** SOURCE EXTRACT follows **

Tuesday, March 13, 2012


I wasn't going to do it. I wasn't going to blog or comment on the situation in Afghanistan. Where a Staff Sergeant apparently walked into an Afghan village and proceeded to shoot and kill 16 Afghan civilians. I wasn't going to add my voice, say what's already been said, or try to say something new. And then I saw this:


Truly, what offended me first was the actual headline. Boom, "Sergeant Psycho". In letters so large and bold that you notice nothing else on the page. Not the photograph, not the ad at the bottom, not the secondary headline. Just "Sergeant Psycho".

Stop and think about that for a minute. "Psycho". Early reports are that this soldier was on his 4th deployment in 11 years of service. There is a report that he had been diagnosed with PTSD, but declared fit for duty. Even if these reports were untrue, or simply unknown, a rational person immediately knows and understands that it is not a rational person who walks off a base at 3 a.m. and kills 16 civilians. A soldier, a man with a wife and two kids, does not take this action in a normal state of mind. And the New York Daily News feels it appropriate to derogatorily label this man a psycho.

"Psycho". Forget what could have caused him to do this, forget what our military has been through, done and seen over the course of these wars. Forget that this soldier comes from Ft. Lewis, well known and making the headlines regularly for its failure to help and protect our guys. Forget what could have caused this soldier to become unbalanced enough to commit this act. "Psycho." It does not boil down to something so simple, so un-empathetic, so judgmental, so cruel.

After I sort through my disgust at the headline, I focus on the secondary headline. "Killer G.I. had suffered traumatic brain injury."  Now process that. What is the reader's reaction? Just as the media has recently led us to believe that every veteran has PTSD, and this somehow makes them evil, crazed people who could snap and kill us at any moment, the NY Daily News seems ready to have us believe that we should link traumatic brain injury (TBI) and "Psycho" or "Killer". No? There it is in black and white. "Psycho". "Killer". "Traumatic brain injury".

I have seen firsthand TBI. PTSD. I've seen the irritability, the fear and tension brought into what used to be normal, everyday situations. I've seen the headaches, the tinnitus (ringing in the ears) that TBI leaves behind. I've seen the flashes of anger. And I've seen that our military community needs help. They've taken the weight of these wars and carried them alone. They've gone from war to home to war to home. Back again, over and over. They've carried with them the pain of leaving their families, the fear of war, the adrenaline of war, the difficulties caused when you dive into a war, but life keeps going at home. They carried back with them the things they've seen, they've done, the hurts physical and mental, seen and unseen.  And they've come home to a world where society doesn't understand a thing about them, where society (in general) doesn't care. They come home and spend whatever little time they have at home listening to the stupid, insensitive comments of civilians who don't understand, many of whom don't care to understand. They've come home to a VA that can't or won't help them. TBI demands help. Yet I've seen firsthand a soldier who called the VA only to have the phone answered by a woman who didn't even know what TBI is or the meaning of PTSD.

** End of SOURCE EXTRACT **
** STUDY MATERIAL follows **

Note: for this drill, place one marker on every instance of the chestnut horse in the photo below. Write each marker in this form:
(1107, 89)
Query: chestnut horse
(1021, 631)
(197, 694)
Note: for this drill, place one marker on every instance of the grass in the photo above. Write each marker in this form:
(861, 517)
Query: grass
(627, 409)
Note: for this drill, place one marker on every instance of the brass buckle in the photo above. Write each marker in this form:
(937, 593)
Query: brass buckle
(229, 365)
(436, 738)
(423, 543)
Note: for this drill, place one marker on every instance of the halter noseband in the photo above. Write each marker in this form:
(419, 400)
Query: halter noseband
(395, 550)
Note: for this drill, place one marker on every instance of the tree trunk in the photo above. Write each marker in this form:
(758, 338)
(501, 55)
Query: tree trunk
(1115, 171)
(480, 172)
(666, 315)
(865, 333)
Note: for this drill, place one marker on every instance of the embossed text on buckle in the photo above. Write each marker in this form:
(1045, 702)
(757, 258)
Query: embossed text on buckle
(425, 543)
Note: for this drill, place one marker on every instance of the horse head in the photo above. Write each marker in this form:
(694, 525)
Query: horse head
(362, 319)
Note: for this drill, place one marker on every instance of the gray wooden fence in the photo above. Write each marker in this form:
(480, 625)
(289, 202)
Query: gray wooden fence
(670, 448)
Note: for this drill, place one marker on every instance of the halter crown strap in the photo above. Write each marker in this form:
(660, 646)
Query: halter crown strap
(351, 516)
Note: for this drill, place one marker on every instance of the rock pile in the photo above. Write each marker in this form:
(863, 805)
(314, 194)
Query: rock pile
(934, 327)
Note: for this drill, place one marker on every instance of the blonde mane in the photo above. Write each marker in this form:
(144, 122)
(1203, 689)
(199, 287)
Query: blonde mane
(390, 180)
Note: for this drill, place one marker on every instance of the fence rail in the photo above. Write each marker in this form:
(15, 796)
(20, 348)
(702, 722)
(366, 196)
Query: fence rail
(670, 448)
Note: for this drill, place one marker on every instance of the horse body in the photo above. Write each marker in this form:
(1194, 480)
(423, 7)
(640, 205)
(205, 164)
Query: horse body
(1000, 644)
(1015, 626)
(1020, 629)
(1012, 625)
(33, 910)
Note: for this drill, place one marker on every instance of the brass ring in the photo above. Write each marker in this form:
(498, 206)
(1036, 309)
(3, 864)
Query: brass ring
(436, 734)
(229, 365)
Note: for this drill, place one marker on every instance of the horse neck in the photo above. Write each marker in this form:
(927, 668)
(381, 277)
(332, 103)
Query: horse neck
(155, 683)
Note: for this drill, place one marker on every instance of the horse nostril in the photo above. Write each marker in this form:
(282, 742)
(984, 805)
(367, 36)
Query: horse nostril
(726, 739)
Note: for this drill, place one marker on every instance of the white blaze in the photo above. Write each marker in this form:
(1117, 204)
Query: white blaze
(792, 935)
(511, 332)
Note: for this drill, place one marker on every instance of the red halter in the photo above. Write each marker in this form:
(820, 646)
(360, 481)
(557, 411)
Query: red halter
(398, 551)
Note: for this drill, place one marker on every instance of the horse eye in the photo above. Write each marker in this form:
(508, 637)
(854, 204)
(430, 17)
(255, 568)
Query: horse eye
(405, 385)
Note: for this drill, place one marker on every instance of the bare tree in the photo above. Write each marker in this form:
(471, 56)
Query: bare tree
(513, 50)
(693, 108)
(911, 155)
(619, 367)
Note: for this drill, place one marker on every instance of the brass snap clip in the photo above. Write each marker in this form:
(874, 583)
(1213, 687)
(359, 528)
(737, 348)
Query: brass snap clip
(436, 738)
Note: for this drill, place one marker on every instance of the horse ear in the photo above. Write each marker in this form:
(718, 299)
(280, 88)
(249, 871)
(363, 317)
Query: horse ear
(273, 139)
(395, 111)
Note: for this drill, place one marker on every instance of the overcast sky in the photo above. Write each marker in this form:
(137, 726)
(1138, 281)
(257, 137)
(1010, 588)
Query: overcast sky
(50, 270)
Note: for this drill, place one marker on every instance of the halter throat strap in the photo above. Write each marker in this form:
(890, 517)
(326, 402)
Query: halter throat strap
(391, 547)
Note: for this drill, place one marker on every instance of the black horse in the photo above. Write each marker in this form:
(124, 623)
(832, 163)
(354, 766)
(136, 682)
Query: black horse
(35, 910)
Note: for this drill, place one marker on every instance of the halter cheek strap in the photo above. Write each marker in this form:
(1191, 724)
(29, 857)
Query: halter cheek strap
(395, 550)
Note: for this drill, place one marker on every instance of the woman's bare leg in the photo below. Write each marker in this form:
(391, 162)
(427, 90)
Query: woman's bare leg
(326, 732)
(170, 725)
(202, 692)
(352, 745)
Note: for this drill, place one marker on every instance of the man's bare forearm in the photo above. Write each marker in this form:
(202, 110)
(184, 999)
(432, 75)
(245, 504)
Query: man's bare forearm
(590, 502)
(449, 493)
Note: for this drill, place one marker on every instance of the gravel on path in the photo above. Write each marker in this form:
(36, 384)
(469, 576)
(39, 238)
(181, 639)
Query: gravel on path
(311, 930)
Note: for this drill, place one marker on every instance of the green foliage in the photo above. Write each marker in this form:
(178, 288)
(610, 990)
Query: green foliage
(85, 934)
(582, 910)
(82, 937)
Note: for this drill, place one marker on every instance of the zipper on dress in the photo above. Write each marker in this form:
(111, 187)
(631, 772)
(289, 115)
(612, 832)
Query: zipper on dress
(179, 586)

** End of STUDY MATERIAL **

## TO DO
1) According to the blog post, which deployment was the soldier reportedly on?
2) Print everything in the blog post from "Stop and think" down to "man a psycho.".
The items have no connection to the blog post.

## RESULTS
1) His 4th deployment, in 11 years of service.

2)
Stop and think about that for a minute. "Psycho". Early reports are that this soldier was on his 4th deployment in 11 years of service. There is a report that he had been diagnosed with PTSD, but declared fit for duty. Even if these reports were untrue, or simply unknown, a rational person immediately knows and understands that it is not a rational person who walks off a base at 3 a.m. and kills 16 civilians. A soldier, a man with a wife and two kids, does not take this action in a normal state of mind. And the New York Daily News feels it appropriate to derogatorily label this man a psycho.